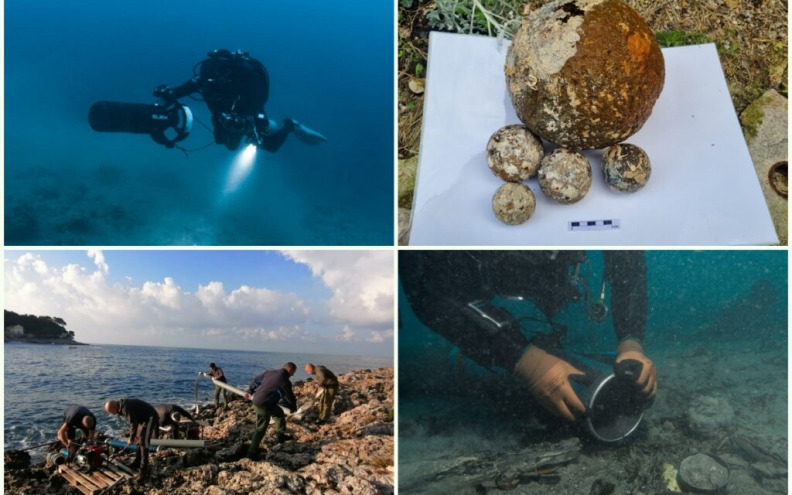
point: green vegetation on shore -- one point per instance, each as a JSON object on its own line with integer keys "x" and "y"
{"x": 31, "y": 328}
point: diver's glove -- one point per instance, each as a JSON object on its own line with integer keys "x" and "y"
{"x": 548, "y": 381}
{"x": 647, "y": 377}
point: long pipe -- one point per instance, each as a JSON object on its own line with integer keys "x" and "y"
{"x": 166, "y": 442}
{"x": 224, "y": 385}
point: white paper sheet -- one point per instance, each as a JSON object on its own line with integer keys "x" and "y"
{"x": 703, "y": 190}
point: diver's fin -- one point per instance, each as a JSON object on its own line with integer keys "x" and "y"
{"x": 307, "y": 135}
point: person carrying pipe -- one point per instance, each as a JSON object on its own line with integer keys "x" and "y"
{"x": 265, "y": 391}
{"x": 217, "y": 374}
{"x": 328, "y": 382}
{"x": 452, "y": 293}
{"x": 76, "y": 418}
{"x": 169, "y": 415}
{"x": 144, "y": 421}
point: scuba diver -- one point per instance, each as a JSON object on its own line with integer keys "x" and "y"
{"x": 233, "y": 85}
{"x": 454, "y": 294}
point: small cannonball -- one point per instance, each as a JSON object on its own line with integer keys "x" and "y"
{"x": 514, "y": 153}
{"x": 626, "y": 168}
{"x": 513, "y": 203}
{"x": 565, "y": 176}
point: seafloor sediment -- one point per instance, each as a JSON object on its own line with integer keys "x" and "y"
{"x": 729, "y": 400}
{"x": 353, "y": 453}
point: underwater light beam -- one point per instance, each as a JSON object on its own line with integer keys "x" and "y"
{"x": 240, "y": 168}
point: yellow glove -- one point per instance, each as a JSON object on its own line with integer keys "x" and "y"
{"x": 548, "y": 381}
{"x": 647, "y": 380}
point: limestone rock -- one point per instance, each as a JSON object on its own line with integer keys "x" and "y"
{"x": 765, "y": 126}
{"x": 353, "y": 453}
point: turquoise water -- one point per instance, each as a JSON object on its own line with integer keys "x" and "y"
{"x": 41, "y": 381}
{"x": 689, "y": 293}
{"x": 330, "y": 67}
{"x": 716, "y": 331}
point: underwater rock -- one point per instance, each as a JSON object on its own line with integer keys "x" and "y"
{"x": 702, "y": 473}
{"x": 351, "y": 454}
{"x": 565, "y": 176}
{"x": 514, "y": 153}
{"x": 513, "y": 203}
{"x": 584, "y": 74}
{"x": 709, "y": 416}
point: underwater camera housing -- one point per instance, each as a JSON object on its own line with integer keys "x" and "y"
{"x": 166, "y": 125}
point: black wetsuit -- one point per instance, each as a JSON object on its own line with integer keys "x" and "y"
{"x": 271, "y": 387}
{"x": 440, "y": 285}
{"x": 144, "y": 421}
{"x": 235, "y": 84}
{"x": 164, "y": 412}
{"x": 73, "y": 418}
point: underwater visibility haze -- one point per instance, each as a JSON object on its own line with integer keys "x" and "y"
{"x": 717, "y": 332}
{"x": 330, "y": 67}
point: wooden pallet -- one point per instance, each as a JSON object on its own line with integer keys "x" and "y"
{"x": 96, "y": 481}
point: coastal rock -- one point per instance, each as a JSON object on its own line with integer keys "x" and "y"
{"x": 352, "y": 453}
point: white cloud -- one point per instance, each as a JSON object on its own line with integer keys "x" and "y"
{"x": 359, "y": 309}
{"x": 99, "y": 261}
{"x": 361, "y": 282}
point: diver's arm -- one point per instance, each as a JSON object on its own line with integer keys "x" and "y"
{"x": 626, "y": 272}
{"x": 275, "y": 134}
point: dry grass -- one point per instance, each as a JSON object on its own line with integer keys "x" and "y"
{"x": 751, "y": 36}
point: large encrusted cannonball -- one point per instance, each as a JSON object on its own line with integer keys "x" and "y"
{"x": 565, "y": 176}
{"x": 626, "y": 168}
{"x": 513, "y": 203}
{"x": 584, "y": 74}
{"x": 514, "y": 153}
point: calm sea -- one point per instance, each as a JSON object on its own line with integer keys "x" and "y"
{"x": 41, "y": 381}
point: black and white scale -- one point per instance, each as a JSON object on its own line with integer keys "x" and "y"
{"x": 582, "y": 225}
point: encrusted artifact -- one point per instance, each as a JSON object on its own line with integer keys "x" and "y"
{"x": 513, "y": 203}
{"x": 565, "y": 176}
{"x": 514, "y": 153}
{"x": 626, "y": 168}
{"x": 584, "y": 74}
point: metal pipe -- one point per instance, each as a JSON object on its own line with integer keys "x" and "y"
{"x": 167, "y": 442}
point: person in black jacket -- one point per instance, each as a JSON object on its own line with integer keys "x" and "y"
{"x": 143, "y": 420}
{"x": 170, "y": 415}
{"x": 217, "y": 374}
{"x": 76, "y": 418}
{"x": 266, "y": 391}
{"x": 452, "y": 293}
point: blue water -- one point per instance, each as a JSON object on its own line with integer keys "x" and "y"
{"x": 687, "y": 292}
{"x": 41, "y": 381}
{"x": 330, "y": 67}
{"x": 717, "y": 326}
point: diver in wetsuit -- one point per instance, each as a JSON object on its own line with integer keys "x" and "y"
{"x": 451, "y": 292}
{"x": 76, "y": 418}
{"x": 235, "y": 87}
{"x": 143, "y": 420}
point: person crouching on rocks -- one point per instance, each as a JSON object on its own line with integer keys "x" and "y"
{"x": 266, "y": 390}
{"x": 143, "y": 420}
{"x": 76, "y": 418}
{"x": 329, "y": 385}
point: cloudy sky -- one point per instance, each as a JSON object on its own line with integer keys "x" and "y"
{"x": 336, "y": 302}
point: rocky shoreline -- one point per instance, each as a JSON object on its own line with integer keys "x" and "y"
{"x": 352, "y": 453}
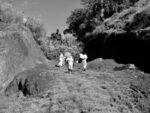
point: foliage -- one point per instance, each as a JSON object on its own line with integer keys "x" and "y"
{"x": 83, "y": 21}
{"x": 66, "y": 43}
{"x": 37, "y": 29}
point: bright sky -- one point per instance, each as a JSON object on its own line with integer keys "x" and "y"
{"x": 53, "y": 13}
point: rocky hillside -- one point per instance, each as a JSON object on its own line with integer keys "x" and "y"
{"x": 123, "y": 37}
{"x": 106, "y": 87}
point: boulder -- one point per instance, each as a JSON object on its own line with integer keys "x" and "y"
{"x": 18, "y": 52}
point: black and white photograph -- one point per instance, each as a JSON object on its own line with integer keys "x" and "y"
{"x": 74, "y": 56}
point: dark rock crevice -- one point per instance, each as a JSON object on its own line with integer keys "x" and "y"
{"x": 126, "y": 47}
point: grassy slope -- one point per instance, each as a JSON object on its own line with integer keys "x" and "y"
{"x": 104, "y": 87}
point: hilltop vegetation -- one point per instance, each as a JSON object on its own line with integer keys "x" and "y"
{"x": 122, "y": 34}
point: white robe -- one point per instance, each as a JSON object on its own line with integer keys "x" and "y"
{"x": 61, "y": 60}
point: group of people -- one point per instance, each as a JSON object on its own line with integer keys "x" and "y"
{"x": 67, "y": 58}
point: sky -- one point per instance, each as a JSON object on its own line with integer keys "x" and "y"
{"x": 53, "y": 13}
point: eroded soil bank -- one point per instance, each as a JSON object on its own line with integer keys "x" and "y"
{"x": 106, "y": 87}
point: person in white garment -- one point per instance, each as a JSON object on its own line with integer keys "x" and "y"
{"x": 61, "y": 60}
{"x": 70, "y": 62}
{"x": 84, "y": 57}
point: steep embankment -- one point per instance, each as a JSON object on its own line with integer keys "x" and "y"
{"x": 123, "y": 37}
{"x": 106, "y": 87}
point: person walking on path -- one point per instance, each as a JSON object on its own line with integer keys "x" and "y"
{"x": 84, "y": 57}
{"x": 70, "y": 62}
{"x": 61, "y": 60}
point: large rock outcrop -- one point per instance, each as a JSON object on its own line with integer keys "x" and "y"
{"x": 18, "y": 52}
{"x": 123, "y": 37}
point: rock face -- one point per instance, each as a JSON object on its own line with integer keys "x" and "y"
{"x": 125, "y": 38}
{"x": 18, "y": 52}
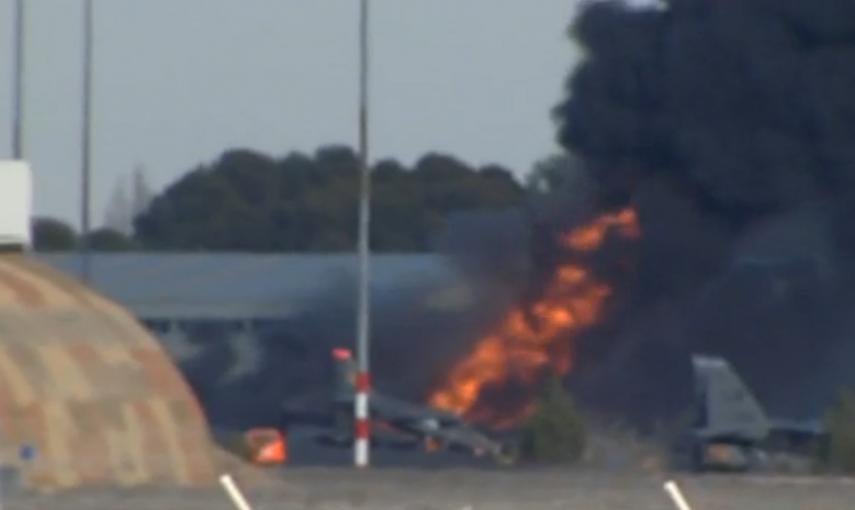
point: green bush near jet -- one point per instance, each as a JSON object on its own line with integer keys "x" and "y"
{"x": 555, "y": 433}
{"x": 839, "y": 453}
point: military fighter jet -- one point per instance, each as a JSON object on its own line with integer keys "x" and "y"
{"x": 731, "y": 430}
{"x": 396, "y": 424}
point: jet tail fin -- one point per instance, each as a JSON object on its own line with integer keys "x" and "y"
{"x": 727, "y": 408}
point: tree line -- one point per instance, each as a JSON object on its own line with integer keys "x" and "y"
{"x": 250, "y": 202}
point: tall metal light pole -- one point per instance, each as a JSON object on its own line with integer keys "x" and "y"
{"x": 86, "y": 139}
{"x": 18, "y": 87}
{"x": 362, "y": 423}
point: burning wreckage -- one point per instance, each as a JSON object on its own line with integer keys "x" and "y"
{"x": 491, "y": 390}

- - - - - - -

Only those lines running from the one containing "point: jet tail" through the last line of the data above are to be copied, exactly, with both ends included.

point: jet tail fin -- one point per instance, each as a JSON object on its own line with integer keys "x" and "y"
{"x": 727, "y": 408}
point: tree line -- one point per instance, each as a JSON object on its own line with integer keys "x" and "y"
{"x": 250, "y": 202}
point: tall metal light pole -- one point per instance, each as a JSON object on its own line with integer keys "x" and "y"
{"x": 86, "y": 139}
{"x": 18, "y": 87}
{"x": 362, "y": 423}
point: burning wreckage -- one point per instance, each as a JSON object on its own line with integer keys "x" and "y"
{"x": 491, "y": 390}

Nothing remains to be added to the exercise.